→ **WHAT TO WORK ON**:
A. According to the character list, what club is Mrs. Kernicky a member of?
B. Summarize the character list in two sentences.
C. Proceed with the character list from where it stops, writing further entries in the same format.

→ **QUOTED PASSAGE**:
*** Begin section ***

Cesar Chavez Academy
This section lists the faculty and students of the Great Lakes City school Cesar Chavez Academy:

 Principal Valenzuela (voiced by Carolina Ravassa) - The principal of Cesar Chavez Academy.
 Alexis Flores (voiced by Nika Futterman in S4E2B of The Loud House-S1E20A of The Casagrandes, Diego Olmedo in S210A-S223B, Connor Andrade in S304B-Present) - The son of Mrs. Flores who plays the tuba even when in the Cesar Chavez Academy junior band.
 Becky (voiced by Abby Trott) - A girl at Cesar Chavez Academy who is into masked wrestling and bullying. In "Throwing Pains", it is revealed that Becky doesn't get cold on even the coldest days. The episode "Perro Malo" reveals that Becky is the owner of Lalo's aggressive twin brother Malo.
 Casey (voiced by Christian J. Simon in S3E5A of The Loud House to S1E03A-S2E09A of The Casagrandes, Jay Hatton in S2E17B-onward) – The cool Cuban-American skateboarding friend of Ronnie Anne who wears a checkered baseball hat backwards. "Gossipy Girl" reveals that Casey keeps a jar of baby teeth in his hat.
 Gina Galiano (voiced by Elizabeth Bond) - Ronnie Anne's homeroom teacher at Cesar Chavez Academy.
 Laird (voiced by Sean Kenin) - A clumsy and awkward student at Cesar Chavez Academy with cone-shaped hair who is one of Ronnie Anne's friends and was formerly home-schooled. Laird is prone to being a victim of various misfortunes that happen to him. In "Home Improvement", it is revealed that Laird lives in a mansion. "Gossipy Girl" revealed that he picks his nose with his feet and he still carries his baby blanket and has never washed it.
 Mrs. Kernicky (voiced by Lauri Fraser) – An elderly woman who resides in Apartment 4A of the Casagrande's apartment building. She enjoys working out. The episode "A Very Casagrandes Christmas" reveals that she is a member of the Polar Bear Club where they enjoy cold swimming. In "Strife Coach", Mrs. Kernicky becomes the new gym teacher at Cesar Chavez Academy.
 Nikki (voiced by Natalie Coughlin) – A tall, skateboarding girl who is friends with Ronnie Anne. "Gossipy Girl" revealed that she is afraid of sock puppets and her right big toe is very hairy.
 Sameer (voiced by Makana Say in S3E5A of The Loud House to S1E03A-S1E15B of The Casagrandes, Nour Jude Assaf in S1E18B-S2E14, Jacob Mattathiparambil Lukose in S2E17B-S3E10A, Aryan Simhadri in S3E16A-Present) – One of Ronnie Anne's skateboarding friends who sports a missing tooth and big hair. He is revealed to have previously lived in Kansas. "Gossipy Girl" revealed that he wears lifts in his shoes to appear taller.

Recurring characters
This section lists those who recurred in The Loud House, The Casagrandes, and The Really Loud House:

 12 is Midnight - A K-pop group that Ronnie Anne and Sid like.
 Yoon Kwan (voiced by Eric Nam in S4E2B-S4E4B of The Loud House, Justin Chon in S24B-Present in The Casagrandes) - The lead singer of 12 is Midnight.
 Wo Yeon (voiced by Daisuke Tsuji) - Member of 12 is Midnight.

*** End section ***

(Referring expression grounding data)
*** Begin section ***

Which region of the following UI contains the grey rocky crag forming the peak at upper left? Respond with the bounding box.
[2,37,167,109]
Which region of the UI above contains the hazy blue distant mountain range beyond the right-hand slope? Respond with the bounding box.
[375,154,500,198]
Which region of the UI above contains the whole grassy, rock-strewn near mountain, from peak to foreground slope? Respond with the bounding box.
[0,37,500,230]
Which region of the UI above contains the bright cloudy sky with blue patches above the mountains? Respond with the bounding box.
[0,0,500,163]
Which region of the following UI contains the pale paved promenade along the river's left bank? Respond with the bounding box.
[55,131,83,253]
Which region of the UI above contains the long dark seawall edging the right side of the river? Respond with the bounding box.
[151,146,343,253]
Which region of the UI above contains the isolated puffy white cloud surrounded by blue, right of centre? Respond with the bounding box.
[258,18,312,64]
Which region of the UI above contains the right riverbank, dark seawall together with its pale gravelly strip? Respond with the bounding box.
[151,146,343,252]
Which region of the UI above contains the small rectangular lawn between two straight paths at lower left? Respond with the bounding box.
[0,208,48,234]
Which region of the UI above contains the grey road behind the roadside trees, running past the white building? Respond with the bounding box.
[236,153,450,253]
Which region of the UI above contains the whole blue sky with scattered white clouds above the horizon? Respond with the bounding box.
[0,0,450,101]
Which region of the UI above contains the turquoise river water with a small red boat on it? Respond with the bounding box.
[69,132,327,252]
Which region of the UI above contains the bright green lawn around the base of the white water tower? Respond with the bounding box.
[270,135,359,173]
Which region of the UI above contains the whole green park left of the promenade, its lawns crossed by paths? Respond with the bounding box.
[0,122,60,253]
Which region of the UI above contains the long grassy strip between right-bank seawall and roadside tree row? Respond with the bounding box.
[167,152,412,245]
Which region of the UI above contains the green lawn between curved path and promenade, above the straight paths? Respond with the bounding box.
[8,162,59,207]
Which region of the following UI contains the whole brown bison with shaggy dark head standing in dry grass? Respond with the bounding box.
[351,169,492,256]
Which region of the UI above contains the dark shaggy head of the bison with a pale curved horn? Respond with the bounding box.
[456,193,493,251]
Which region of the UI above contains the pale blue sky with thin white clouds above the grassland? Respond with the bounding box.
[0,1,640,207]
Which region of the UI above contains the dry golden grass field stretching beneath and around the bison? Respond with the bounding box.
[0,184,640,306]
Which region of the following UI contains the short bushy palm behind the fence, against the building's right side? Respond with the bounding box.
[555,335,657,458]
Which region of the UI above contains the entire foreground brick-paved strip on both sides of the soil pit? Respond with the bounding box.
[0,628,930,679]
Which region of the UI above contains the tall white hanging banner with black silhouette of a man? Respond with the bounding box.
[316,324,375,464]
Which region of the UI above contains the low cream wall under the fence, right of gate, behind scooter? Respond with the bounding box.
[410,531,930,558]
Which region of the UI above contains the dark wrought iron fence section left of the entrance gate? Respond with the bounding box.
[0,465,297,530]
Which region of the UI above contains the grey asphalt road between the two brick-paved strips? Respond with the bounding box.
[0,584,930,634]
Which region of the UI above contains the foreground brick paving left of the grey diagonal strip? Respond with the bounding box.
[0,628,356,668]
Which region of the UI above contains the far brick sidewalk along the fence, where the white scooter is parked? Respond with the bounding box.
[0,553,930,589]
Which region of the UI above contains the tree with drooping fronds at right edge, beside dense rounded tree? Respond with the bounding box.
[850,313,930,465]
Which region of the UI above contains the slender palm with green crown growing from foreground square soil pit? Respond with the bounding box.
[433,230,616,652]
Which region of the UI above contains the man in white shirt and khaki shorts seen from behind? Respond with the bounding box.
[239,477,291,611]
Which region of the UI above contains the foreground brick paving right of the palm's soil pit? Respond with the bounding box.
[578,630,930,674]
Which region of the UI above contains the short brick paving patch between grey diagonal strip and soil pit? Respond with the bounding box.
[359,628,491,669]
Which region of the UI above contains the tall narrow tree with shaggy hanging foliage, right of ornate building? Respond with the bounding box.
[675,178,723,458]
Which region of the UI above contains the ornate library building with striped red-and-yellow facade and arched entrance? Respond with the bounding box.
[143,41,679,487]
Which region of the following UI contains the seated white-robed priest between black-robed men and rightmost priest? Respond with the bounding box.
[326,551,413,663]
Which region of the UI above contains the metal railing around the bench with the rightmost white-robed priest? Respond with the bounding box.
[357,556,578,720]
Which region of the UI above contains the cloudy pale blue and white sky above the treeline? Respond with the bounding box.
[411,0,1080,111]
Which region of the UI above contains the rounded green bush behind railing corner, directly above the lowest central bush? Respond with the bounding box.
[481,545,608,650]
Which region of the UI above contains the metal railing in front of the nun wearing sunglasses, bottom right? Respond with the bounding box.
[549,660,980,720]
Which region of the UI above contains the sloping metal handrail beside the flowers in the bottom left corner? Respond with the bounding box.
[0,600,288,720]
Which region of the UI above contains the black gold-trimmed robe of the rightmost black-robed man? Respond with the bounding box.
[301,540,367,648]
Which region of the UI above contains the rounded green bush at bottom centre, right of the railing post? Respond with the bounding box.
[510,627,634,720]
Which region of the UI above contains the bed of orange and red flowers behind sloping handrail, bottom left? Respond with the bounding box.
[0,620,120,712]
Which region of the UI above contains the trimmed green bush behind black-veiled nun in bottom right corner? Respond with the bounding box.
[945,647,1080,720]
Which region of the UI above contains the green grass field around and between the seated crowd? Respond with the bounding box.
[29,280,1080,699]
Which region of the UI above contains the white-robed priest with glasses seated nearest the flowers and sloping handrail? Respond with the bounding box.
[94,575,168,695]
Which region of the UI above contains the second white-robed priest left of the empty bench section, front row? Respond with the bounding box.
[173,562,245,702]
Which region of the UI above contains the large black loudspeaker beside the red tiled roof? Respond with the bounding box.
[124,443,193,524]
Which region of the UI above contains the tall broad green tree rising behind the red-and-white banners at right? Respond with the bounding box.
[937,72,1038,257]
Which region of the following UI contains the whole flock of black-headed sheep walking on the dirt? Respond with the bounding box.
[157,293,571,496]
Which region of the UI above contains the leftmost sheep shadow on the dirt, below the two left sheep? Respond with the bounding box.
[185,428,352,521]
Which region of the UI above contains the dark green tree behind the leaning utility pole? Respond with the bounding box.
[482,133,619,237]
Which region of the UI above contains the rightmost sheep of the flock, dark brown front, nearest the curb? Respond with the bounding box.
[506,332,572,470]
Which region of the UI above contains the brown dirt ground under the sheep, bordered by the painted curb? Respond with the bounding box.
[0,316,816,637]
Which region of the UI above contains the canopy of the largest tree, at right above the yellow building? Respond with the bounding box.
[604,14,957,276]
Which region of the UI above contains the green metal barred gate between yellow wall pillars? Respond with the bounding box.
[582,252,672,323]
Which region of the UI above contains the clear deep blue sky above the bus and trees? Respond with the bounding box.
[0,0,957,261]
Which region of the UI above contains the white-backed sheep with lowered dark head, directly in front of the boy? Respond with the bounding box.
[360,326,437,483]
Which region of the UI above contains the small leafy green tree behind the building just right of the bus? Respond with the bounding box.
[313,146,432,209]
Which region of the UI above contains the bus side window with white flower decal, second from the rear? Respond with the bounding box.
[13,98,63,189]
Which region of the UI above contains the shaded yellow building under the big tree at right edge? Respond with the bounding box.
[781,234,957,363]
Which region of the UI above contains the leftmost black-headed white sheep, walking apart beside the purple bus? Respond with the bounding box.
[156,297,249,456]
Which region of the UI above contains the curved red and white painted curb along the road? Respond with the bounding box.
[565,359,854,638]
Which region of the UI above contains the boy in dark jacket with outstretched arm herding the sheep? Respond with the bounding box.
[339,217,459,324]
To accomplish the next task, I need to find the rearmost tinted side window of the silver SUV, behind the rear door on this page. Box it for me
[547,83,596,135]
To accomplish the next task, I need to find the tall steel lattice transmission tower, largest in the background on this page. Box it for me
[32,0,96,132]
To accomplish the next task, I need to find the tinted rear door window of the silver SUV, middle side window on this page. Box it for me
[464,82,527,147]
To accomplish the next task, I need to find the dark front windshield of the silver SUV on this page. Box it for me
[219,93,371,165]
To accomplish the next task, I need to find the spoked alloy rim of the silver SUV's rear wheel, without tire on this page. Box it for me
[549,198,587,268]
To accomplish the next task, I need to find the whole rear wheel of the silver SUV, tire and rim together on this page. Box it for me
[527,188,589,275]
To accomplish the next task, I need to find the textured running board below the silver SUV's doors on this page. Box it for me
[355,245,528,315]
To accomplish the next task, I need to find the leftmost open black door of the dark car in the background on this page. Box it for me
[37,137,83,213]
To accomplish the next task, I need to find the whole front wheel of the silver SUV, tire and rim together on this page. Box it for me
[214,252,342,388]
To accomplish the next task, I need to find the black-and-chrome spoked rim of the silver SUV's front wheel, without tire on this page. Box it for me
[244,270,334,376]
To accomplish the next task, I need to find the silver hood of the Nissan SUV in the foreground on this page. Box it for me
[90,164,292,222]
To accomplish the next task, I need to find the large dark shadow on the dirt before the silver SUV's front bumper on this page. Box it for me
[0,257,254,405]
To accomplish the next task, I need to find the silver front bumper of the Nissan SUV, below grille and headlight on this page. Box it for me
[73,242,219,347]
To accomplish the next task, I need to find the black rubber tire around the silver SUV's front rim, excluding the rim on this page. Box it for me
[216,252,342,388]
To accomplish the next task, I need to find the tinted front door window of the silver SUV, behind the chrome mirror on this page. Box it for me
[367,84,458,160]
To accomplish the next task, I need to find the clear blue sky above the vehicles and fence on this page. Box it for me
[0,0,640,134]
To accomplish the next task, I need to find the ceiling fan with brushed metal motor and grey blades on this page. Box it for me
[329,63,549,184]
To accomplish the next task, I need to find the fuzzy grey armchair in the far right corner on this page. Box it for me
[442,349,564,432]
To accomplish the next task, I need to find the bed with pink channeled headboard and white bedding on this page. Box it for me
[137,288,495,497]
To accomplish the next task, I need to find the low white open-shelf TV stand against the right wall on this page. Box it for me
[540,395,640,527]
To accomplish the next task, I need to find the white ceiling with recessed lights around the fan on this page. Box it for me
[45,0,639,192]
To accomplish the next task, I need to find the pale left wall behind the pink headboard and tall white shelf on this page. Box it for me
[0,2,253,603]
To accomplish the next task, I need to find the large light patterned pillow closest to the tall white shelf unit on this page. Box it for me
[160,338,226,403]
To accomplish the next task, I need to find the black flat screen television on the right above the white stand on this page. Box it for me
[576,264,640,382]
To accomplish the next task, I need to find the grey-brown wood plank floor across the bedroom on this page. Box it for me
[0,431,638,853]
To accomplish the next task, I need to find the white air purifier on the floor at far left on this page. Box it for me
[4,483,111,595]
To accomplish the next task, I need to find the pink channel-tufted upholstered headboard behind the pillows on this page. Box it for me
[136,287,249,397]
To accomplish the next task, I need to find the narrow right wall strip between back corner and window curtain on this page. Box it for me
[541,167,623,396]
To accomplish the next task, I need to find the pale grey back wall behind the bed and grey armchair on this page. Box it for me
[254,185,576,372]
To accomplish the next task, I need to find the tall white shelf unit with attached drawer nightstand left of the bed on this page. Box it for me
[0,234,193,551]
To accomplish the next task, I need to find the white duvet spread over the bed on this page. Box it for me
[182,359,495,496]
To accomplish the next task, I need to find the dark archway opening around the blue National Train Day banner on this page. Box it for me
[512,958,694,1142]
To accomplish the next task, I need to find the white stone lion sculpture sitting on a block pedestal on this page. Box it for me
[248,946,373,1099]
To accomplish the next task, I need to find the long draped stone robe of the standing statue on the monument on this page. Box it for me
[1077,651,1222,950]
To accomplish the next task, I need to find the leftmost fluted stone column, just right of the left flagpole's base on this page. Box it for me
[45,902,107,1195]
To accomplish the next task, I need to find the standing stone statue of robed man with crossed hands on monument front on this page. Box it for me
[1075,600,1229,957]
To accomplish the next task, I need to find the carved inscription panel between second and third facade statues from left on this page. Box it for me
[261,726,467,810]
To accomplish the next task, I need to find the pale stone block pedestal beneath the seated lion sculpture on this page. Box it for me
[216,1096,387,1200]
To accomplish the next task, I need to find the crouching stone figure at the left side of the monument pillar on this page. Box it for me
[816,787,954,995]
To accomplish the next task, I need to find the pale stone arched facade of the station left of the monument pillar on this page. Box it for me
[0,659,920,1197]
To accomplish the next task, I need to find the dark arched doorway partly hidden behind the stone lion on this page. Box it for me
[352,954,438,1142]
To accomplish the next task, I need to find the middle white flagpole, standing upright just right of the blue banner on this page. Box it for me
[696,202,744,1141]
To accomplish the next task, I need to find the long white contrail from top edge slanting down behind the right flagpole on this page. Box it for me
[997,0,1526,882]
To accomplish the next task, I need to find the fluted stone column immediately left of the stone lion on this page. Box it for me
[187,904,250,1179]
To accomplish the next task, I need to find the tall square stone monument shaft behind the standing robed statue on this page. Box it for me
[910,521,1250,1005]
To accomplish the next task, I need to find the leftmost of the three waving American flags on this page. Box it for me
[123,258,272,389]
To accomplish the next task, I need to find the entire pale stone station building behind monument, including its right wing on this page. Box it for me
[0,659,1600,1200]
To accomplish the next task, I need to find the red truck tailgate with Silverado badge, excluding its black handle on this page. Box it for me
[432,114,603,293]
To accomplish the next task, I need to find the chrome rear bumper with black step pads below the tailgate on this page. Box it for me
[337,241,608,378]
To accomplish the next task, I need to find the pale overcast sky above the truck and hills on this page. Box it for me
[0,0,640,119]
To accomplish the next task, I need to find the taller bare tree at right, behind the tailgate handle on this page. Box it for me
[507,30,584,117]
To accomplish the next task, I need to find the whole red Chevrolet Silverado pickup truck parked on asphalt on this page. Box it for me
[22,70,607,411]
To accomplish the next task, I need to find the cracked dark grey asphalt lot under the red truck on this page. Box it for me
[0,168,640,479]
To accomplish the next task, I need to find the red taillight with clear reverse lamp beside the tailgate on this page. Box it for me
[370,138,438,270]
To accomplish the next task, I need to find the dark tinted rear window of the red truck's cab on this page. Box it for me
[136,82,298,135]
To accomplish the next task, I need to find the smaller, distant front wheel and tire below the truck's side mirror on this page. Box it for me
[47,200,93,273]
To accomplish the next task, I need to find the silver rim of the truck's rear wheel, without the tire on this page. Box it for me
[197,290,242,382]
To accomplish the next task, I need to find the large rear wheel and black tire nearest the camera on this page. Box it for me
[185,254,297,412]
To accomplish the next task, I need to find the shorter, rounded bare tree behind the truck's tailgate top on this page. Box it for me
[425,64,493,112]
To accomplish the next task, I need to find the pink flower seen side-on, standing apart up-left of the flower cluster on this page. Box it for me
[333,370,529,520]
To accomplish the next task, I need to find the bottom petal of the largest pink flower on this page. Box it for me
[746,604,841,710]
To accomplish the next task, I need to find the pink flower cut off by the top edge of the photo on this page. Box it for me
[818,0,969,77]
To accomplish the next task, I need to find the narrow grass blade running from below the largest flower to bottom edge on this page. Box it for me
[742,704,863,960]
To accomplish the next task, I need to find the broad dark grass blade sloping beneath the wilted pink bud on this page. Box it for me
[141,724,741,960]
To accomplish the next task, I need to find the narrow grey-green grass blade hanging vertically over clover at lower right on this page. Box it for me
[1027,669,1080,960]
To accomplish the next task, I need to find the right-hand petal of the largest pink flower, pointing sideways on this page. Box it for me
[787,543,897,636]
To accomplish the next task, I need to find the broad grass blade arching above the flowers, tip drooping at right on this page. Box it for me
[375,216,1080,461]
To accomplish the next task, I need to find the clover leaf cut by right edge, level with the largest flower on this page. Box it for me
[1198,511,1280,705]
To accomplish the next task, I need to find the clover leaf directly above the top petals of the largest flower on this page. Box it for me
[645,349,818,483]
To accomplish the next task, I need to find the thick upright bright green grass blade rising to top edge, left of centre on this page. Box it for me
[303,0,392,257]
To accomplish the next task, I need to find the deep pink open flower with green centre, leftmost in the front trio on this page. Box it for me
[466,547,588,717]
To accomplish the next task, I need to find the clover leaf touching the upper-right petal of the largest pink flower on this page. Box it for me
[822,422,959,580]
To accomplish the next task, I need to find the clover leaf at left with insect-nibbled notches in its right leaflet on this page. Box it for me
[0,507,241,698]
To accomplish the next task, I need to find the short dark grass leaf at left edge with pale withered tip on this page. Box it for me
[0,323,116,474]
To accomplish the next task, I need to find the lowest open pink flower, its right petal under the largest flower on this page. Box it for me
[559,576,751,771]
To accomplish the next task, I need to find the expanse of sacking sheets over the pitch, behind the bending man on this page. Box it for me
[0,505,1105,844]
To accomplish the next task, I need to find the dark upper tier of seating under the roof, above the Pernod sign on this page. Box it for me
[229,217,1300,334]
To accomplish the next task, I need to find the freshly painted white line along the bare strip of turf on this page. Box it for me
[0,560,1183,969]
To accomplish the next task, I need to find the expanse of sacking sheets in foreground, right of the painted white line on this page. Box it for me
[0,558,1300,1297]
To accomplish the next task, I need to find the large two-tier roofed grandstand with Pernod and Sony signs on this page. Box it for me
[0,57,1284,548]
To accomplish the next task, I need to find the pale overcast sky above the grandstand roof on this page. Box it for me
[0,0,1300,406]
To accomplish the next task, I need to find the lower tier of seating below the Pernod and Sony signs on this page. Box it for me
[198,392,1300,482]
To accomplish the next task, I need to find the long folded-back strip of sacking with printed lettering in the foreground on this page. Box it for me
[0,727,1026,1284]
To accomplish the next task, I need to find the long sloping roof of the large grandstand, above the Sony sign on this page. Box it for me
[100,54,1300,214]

*** End section ***

→ **RESULTS OF THE EXERCISE**:
A. She is a member of the Polar Bear Club, where members enjoy cold swimming.

B. The character list describes faculty and students of Cesar Chavez Academy, a school in Great Lakes City, including Principal Valenzuela, homeroom teacher Gina Galiano, and Ronnie Anne's skateboarding friends Casey, Nikki, and Sameer. It then begins a section on characters who recurred in The Loud House, The Casagrandes, and The Really Loud House, among them the K-pop group 12 is Midnight and its members Yoon Kwan and Wo Yeon.

C.
 Jin (voiced by Will Choi) - Member of 12 is Midnight.
 Jun-Soo (voiced by Isaiah Kim) - Member of 12 is Midnight.
 Han (voiced by Will Choi) - Member of 12 is Midnight.
 Bernie (voiced by Fred Tatasciore) - An elderly man who is one of Albert's friends and has a tendency to lose his false teeth as seen in "Head Poet's Anxiety". The episode "Resident Upheaval" reveals that Bernie is on the Sunset Canyon Retirement Home board.
 Bitsy (vocal effects provided by Dee Bradley Baker) - An African elephant living at the Great Lakes City Zoo.
 Bruno (voiced by Eric Bauza) - A hot dog vendor in Great Lakes City who owns a hot dog stand called "Hawt Dog."
 Bud Grouse (voiced by John DiMaggio) – The elderly, bald-headed, and grumpy neighbor of the Loud family in his 70s whose first name was revealed in the Family Tree graphic novel and the episode "The Write Stuff". In "11 Louds a Leapin'", it is revealed that Mr. Grouse tends to confiscate any items belonging to the Loud siblings that accidentally end up on his property (including Bobby). It is also revealed that Mr. Grouse has a large extended family that he cannot visit to due to financial difficulties. In most episodes, it is shown that Mr. Grouse can be bribed with certain foods like Lynn Sr.'s lasagna in exchange for favors.
 Chester "Chunk" Monk (voiced by John DiMaggio) – A burly man with a shaved head and a nose ring who is Luna's roadie. In "Roadie to Nowhere", Chunk's real name is revealed to be Chester. He was also revealed to have been a musical alumnus at Royal Woods High School and moved from Britain when he was young. In the same episode, it is revealed that he has his own band called Chunk and the Pieces and a flat that he lives in when he isn't doing events that does not require him sleeping in his van. Aside from this, he also works as a roadie for other bands as seen in the graphic novel Loud and Proud.
 Coach Niblick (voiced by Daran Norris) - A top golf coach at Fairway University.
 Dana Dufresne (voiced by Maddie Taylor) - A host of several pageants Lola competes in. She is introduced in "Toads and Tiaras" while passing as male, and has transitioned by "Gown and Out".
 Fiona (voiced by Alex Ryan) - A worker at Reininger's who is Leni's co-worker and work friend.
 Grant (voiced by Grant Palmer) - A worker at the Burpin' Burger who is a two-time employee of the month. When Lynn Sr. opened up Lynn's Table, Grant got a second job there.
 Hunter Spector (voiced by Brian Stepanek) - A ghost hunter who is the host of the TV show ARGGH! (short for Academy of Really Good Ghost Hunters), which Lincoln and Clyde watch.
 Jim Sparkletooth (voiced by Andrew Morgado) - A news reporter in Great Lakes City. He is also the host of "Dirty Secrets" where he exposes dirty secrets around Great Lakes City.
 Katherine Mulligan (voiced in the animated series and portrayed in A Loud House Christmas by Catherine Taber) – A news reporter who reports on different things. She sometimes talks in her announcing voice outside of newscasts.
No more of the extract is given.